## AIM OF THE TASK:
Collect every line of the entries below that contains the word "setting".

## SUPPLIED INFORMATION:
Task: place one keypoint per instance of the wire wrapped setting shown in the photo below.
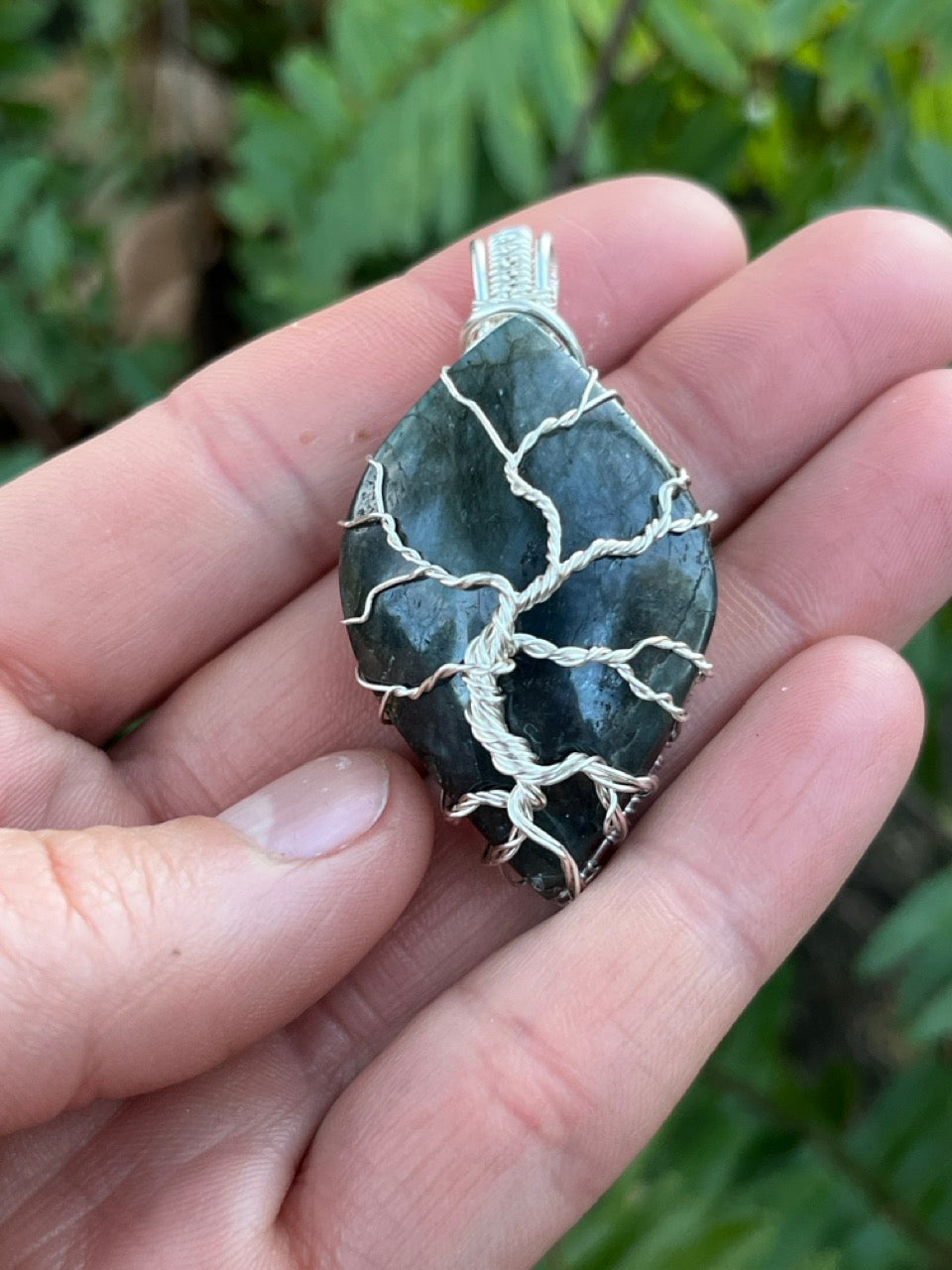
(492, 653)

==

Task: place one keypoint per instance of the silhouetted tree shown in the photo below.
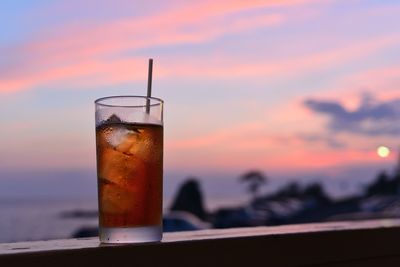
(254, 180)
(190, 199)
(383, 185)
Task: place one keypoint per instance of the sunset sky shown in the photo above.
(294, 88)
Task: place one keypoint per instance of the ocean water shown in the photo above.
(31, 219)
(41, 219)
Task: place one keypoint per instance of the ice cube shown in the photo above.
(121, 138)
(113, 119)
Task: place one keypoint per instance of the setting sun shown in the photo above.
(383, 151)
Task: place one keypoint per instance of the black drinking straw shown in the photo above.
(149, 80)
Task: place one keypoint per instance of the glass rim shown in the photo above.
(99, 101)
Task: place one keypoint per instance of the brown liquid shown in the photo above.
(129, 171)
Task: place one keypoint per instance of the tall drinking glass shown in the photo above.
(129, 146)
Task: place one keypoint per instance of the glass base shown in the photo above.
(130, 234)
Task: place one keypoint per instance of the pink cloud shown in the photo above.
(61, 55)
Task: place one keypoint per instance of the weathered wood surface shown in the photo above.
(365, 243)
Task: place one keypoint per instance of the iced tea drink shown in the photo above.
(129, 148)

--

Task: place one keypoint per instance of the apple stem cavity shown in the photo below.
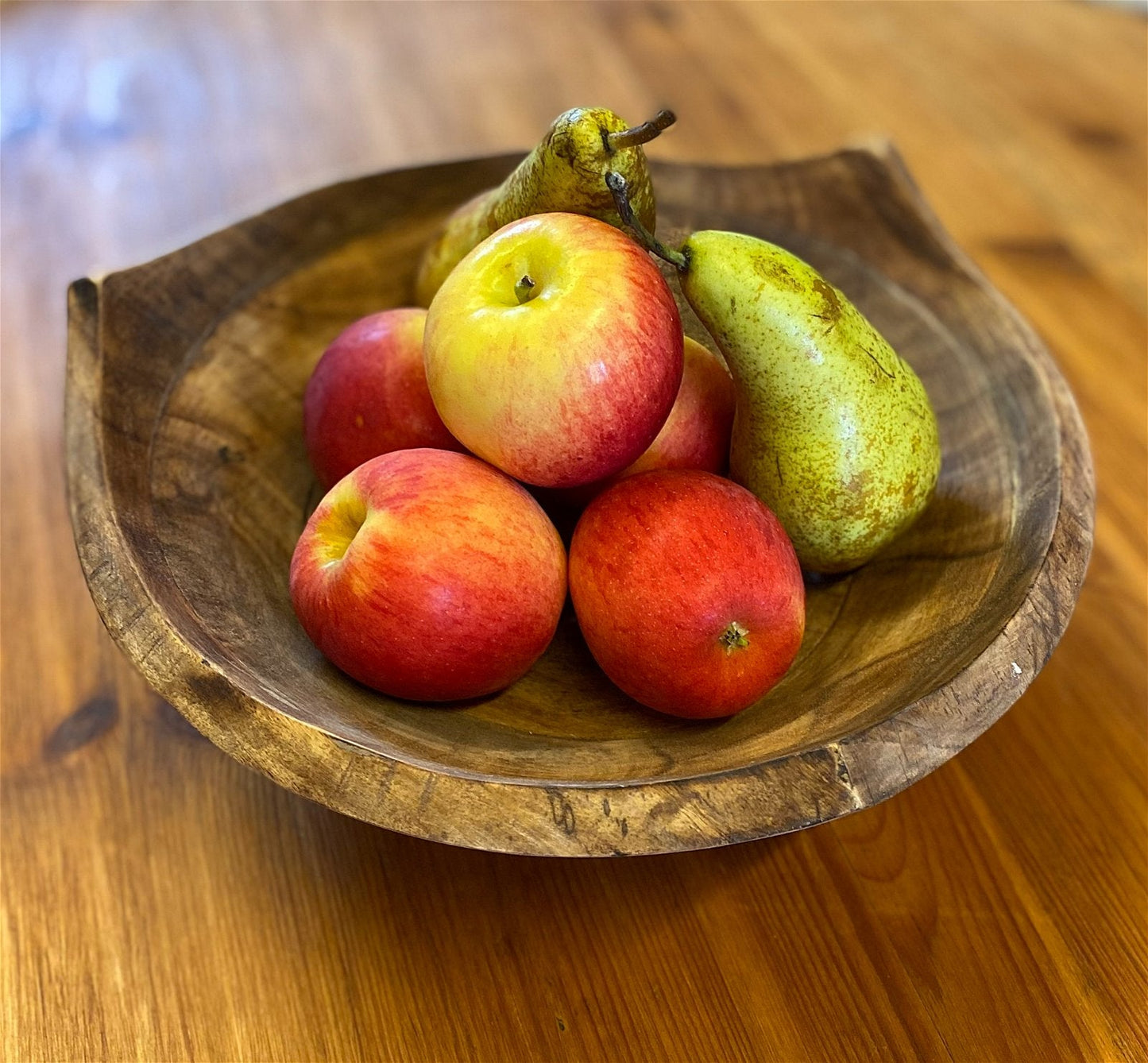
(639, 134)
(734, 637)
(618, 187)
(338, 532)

## EXERCISE RESULT:
Task: place one keypoint per instance of the wire wrapped setting shown in the photo below.
Task: place one keypoint per instance of the setting sun shown in the photo above.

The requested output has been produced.